§ EXERCISE:
Return all lines of the listing below that carry the word "white".

++++++++++

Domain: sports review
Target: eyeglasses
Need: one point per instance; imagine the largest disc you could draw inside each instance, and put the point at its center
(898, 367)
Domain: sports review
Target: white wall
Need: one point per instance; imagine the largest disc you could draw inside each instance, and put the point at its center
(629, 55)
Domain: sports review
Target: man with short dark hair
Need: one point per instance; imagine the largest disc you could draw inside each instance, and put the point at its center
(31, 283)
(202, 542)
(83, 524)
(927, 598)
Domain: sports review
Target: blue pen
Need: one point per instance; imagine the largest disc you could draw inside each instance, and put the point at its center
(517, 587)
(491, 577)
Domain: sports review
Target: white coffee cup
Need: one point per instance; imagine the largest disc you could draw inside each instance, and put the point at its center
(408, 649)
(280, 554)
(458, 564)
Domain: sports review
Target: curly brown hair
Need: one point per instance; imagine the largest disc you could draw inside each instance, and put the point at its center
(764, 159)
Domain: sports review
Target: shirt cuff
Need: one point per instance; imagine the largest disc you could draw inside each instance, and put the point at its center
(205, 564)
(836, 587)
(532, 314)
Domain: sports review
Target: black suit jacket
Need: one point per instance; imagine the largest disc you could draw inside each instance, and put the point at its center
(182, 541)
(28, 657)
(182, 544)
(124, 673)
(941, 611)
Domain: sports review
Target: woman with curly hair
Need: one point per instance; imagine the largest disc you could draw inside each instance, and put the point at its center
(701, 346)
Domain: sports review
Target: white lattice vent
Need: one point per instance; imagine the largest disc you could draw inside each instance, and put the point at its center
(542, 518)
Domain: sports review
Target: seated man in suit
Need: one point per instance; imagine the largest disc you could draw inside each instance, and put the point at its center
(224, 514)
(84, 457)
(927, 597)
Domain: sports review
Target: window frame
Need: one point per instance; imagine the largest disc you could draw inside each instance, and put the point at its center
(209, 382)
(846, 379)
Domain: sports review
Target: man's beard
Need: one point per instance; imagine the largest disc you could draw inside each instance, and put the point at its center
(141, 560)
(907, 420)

++++++++++

§ ANSWER SPACE:
Target: white wall
Target: white coffee cup
Target: white lattice vent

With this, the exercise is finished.